# Your instructions
Leave out the pictures and repeat the rest of the material exactly.

# Data extract
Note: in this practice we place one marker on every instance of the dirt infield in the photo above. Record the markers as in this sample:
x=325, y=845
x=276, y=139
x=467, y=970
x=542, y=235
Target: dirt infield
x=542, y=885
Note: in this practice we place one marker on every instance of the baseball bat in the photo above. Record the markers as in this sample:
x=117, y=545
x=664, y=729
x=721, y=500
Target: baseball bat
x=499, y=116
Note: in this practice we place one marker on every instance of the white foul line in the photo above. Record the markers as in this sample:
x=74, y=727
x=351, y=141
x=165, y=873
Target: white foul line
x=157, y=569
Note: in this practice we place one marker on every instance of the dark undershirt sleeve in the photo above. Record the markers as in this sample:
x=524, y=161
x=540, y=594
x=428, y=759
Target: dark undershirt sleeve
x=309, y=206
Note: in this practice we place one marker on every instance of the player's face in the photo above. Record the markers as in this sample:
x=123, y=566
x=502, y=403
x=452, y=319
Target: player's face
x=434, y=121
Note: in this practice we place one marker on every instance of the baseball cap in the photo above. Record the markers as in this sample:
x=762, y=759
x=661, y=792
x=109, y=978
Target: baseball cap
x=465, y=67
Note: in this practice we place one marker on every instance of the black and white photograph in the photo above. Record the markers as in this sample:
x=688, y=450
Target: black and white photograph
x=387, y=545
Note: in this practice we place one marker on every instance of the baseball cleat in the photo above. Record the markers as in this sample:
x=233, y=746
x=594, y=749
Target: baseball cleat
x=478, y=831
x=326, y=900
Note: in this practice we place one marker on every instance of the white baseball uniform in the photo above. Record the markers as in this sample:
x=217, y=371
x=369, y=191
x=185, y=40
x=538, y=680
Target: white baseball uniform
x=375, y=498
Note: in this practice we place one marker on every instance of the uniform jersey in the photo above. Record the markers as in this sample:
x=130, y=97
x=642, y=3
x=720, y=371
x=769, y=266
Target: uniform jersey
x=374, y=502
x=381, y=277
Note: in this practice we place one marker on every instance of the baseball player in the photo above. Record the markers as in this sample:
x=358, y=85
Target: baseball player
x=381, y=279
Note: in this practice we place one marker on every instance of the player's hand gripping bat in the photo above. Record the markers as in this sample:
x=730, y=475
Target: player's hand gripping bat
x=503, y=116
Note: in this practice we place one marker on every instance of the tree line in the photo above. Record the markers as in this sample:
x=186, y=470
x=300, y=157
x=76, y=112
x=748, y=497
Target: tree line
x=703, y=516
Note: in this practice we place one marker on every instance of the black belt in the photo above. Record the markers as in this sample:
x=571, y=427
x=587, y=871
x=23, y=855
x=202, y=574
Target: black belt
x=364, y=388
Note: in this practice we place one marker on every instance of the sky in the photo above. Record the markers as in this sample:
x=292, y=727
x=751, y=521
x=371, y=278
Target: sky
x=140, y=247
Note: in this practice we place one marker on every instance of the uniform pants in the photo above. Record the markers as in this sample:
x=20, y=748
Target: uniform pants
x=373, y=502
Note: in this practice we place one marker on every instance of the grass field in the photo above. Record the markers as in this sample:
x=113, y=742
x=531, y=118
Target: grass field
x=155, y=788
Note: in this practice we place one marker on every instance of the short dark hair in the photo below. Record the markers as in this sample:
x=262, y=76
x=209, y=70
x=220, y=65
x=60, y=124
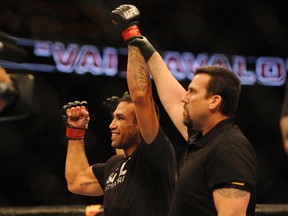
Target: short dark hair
x=225, y=83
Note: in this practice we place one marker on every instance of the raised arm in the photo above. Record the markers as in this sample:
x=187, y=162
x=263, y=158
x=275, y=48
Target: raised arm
x=169, y=89
x=79, y=175
x=140, y=89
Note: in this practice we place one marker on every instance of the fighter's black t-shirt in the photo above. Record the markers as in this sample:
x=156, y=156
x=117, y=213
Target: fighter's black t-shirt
x=141, y=184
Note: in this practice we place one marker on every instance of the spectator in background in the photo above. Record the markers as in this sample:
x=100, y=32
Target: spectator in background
x=284, y=122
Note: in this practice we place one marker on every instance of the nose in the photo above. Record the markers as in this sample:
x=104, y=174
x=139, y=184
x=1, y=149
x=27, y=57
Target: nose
x=184, y=98
x=112, y=125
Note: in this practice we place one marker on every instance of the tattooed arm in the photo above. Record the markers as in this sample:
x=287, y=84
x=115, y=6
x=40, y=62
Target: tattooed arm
x=79, y=175
x=139, y=84
x=231, y=201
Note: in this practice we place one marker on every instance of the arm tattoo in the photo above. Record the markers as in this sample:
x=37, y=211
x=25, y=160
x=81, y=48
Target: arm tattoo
x=138, y=68
x=231, y=192
x=87, y=183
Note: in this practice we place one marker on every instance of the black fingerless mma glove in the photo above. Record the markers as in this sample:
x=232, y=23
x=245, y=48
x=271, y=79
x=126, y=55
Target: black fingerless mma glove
x=127, y=17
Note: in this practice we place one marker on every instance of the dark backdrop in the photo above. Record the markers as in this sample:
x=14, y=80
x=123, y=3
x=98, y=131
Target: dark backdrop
x=33, y=150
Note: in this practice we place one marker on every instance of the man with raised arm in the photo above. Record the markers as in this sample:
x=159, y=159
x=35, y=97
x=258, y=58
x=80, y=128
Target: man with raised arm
x=141, y=181
x=218, y=173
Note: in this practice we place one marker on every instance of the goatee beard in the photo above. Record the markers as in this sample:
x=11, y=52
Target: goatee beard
x=188, y=122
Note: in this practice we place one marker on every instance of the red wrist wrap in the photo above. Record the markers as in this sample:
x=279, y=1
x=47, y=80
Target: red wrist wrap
x=130, y=32
x=75, y=133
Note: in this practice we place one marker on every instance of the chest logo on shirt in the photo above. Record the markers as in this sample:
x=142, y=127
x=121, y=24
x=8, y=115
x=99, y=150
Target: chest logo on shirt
x=117, y=177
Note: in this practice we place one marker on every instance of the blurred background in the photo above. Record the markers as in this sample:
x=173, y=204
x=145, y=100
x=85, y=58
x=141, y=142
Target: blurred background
x=33, y=147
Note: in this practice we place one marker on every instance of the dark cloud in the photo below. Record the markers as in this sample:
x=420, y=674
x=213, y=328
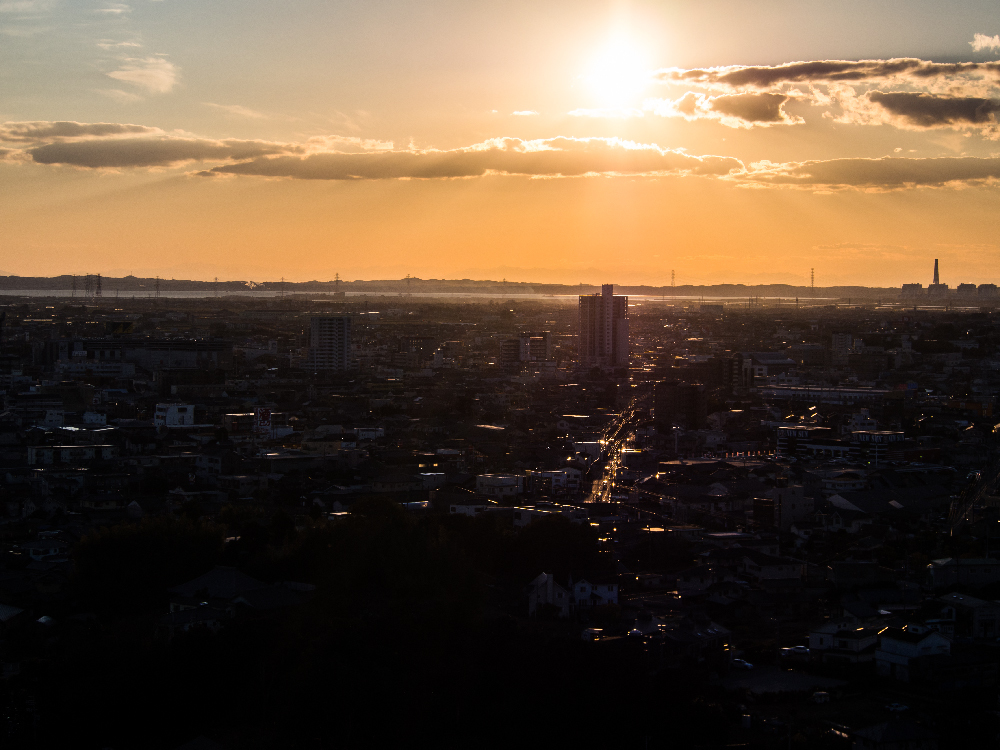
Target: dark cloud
x=151, y=152
x=756, y=108
x=555, y=157
x=929, y=111
x=33, y=132
x=825, y=71
x=732, y=110
x=887, y=173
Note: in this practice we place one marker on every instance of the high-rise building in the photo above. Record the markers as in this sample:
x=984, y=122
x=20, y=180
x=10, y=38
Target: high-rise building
x=330, y=343
x=937, y=287
x=604, y=328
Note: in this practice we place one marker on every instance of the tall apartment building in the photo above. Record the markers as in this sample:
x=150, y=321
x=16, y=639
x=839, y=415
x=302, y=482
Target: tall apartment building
x=330, y=343
x=604, y=328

# Task response
Note: in this practice we place one marker on every instance of the dirt infield in the photo above. Record the markers as in this sample:
x=325, y=845
x=276, y=139
x=467, y=970
x=542, y=235
Target: dirt infield
x=542, y=885
Note: in this practice we place one marker on every instance of the baseball bat in the photo above. Record the markers as in this sample:
x=117, y=545
x=664, y=729
x=721, y=500
Target: baseball bat
x=499, y=116
Note: in this practice we place one marker on every instance of the white foul line in the photo above. Record the markers as in this sample:
x=74, y=727
x=351, y=141
x=165, y=873
Target: white foul line
x=157, y=569
Note: in this practice we place one marker on every instance of the dark undershirt sleeve in the photo above. Record the markers as in this sample:
x=524, y=161
x=540, y=594
x=428, y=759
Target: dark undershirt sleeve
x=309, y=206
Note: in this practice we place one marker on every instance of the player's face in the photo above. Record the markers as in this sample:
x=123, y=566
x=502, y=403
x=452, y=319
Target: player's face
x=434, y=121
Note: in this practice we place one marker on every instance of the baseball cap in the photo above. Record the markers as in this sample:
x=762, y=759
x=661, y=792
x=109, y=978
Target: baseball cap
x=465, y=67
Note: in this practice we place one marker on every instance of the black and white photograph in the photo above. Record the markers as in this sample:
x=688, y=450
Target: black and white photograph
x=387, y=545
Note: in this practice we place one marker on every instance of the baseball cleat in the photo above. Record the markers as in this sample:
x=233, y=746
x=594, y=749
Target: baseball cleat
x=478, y=831
x=326, y=900
Note: in this practice we place one marker on every instance of the white baseball uniform in the photo above. Record the markers as in this sample:
x=217, y=371
x=369, y=191
x=185, y=40
x=538, y=680
Target: white baseball uniform
x=375, y=498
Note: in this practice we place one marker on every instance of the uniform jersey in the photo above. Record the markers as in this sample:
x=130, y=97
x=642, y=3
x=720, y=371
x=769, y=266
Target: uniform jersey
x=374, y=502
x=381, y=277
Note: in this practice we place one marker on every instance of the baseball player in the photo above. Record the markers as in this sample:
x=358, y=85
Target: baseball player
x=381, y=279
Note: in this practice we place one marker on every instance of the player's hand gripping bat in the photo above. Record the markers as in this sample:
x=730, y=475
Target: player's hand gripping bat
x=503, y=116
Note: in this practice we place one marker on every instance of the tree line in the photo above. Record the markers as in this sample:
x=186, y=470
x=300, y=157
x=76, y=112
x=748, y=497
Target: tree line
x=703, y=516
Note: in this practice we place one marker on every instance of the black belt in the photo above. Record the markers as in this sample:
x=571, y=427
x=587, y=871
x=23, y=855
x=202, y=574
Target: black belt
x=364, y=388
Note: in this practice we place one marker on every instance of the sky in the photo above. Record the markers as in this sample:
x=292, y=727
x=751, y=521
x=371, y=278
Target: sky
x=140, y=247
Note: in this practice we place one marker on every instance of the uniform pants in the photo above. Record the markers as in this sample:
x=20, y=748
Target: uniform pants
x=373, y=502
Note: in this practice we place one marker on every instance of the grass field in the photo above. Record the markers as in this sample:
x=113, y=742
x=531, y=118
Target: grass field
x=155, y=788
Note: in this practice we place one marker on every instance of the short dark hair in the photo below. Record the markers as in this sample:
x=262, y=76
x=209, y=70
x=220, y=65
x=60, y=124
Target: short dark hair
x=225, y=83
Note: in this practice we place one marker on every instance of the raised arm in the photo above. Record the markers as in this sample:
x=187, y=162
x=263, y=158
x=275, y=48
Target: raised arm
x=169, y=89
x=79, y=175
x=140, y=89
Note: in this practice we place one marker on every instance of the fighter's black t-shirt in the photo above. Record the markers as in this sample:
x=156, y=156
x=117, y=213
Target: fighter's black t-shirt
x=141, y=184
Note: in this practice we place one marker on every instance of the spectator in background in the photo above. Record the markers as in this sample:
x=100, y=32
Target: spectator in background
x=284, y=122
Note: in this practice we place one marker on every instance of the nose in the photo above. Record the markers as in this sample:
x=104, y=174
x=139, y=184
x=1, y=149
x=27, y=57
Target: nose
x=184, y=98
x=112, y=125
Note: in this practice we place one marker on every instance of the tattooed arm in the photo above. Record the markers as in this sample:
x=287, y=84
x=115, y=6
x=40, y=62
Target: tattooed arm
x=79, y=175
x=139, y=84
x=231, y=201
Note: in this practice we place one marker on every instance of the arm tattoo in the photo above. Record the markers as in this sample:
x=37, y=211
x=25, y=160
x=81, y=48
Target: arm tattoo
x=138, y=68
x=231, y=192
x=87, y=183
Note: in this practice we place one marker on every instance of the black fingerless mma glove in the photo above. Record the markers as in this sample:
x=232, y=23
x=245, y=48
x=271, y=79
x=126, y=55
Target: black fingerless mma glove
x=127, y=17
Note: in this practice we place one marker on every instance of the dark backdrop in the photo above. Record the markers as in this sample:
x=14, y=80
x=123, y=3
x=98, y=131
Target: dark backdrop
x=33, y=150
Note: in this practice we place one marker on every instance of the man with raised arm in the photo above. Record the markers as in this sample:
x=159, y=159
x=35, y=97
x=258, y=58
x=80, y=128
Target: man with raised arm
x=141, y=181
x=218, y=173
Note: in this practice we place one marker on every instance of the goatee beard in the photo above. Record the markers as in this sample:
x=11, y=52
Target: goatee beard
x=188, y=122
Note: in this practice we place one marker on every instance of the red wrist wrap in the photo above. Record the markers as in this sample:
x=279, y=1
x=47, y=80
Target: red wrist wrap
x=130, y=32
x=75, y=133
Note: in this practice we place one marker on every instance of the chest logo on shirt in the photo above. Record the markers as in this sample:
x=142, y=127
x=121, y=24
x=8, y=115
x=99, y=150
Target: chest logo on shirt
x=117, y=177
Note: in this practice we place one marker on every instance of the blurred background in the photo above. Record the markers as in this sample:
x=173, y=204
x=145, y=100
x=85, y=58
x=141, y=142
Target: blurred background
x=33, y=147
Note: in this practice we place one marker on every instance of the dark cloud in the photo below. Record the markers as in this sample:
x=420, y=674
x=213, y=328
Target: dark cloud
x=151, y=152
x=756, y=108
x=555, y=157
x=929, y=111
x=33, y=132
x=825, y=71
x=732, y=110
x=887, y=173
Note: in this practice we place one marker on every instance of the high-rise building in the photo above. Record the markers as in this sample:
x=984, y=122
x=20, y=180
x=10, y=38
Target: high-rise building
x=330, y=343
x=937, y=287
x=604, y=328
Note: in this practice we place one marker on every instance of the tall apartment building in the photo above. Record the markers as in this sample:
x=150, y=321
x=16, y=639
x=839, y=415
x=302, y=482
Target: tall apartment building
x=330, y=343
x=604, y=328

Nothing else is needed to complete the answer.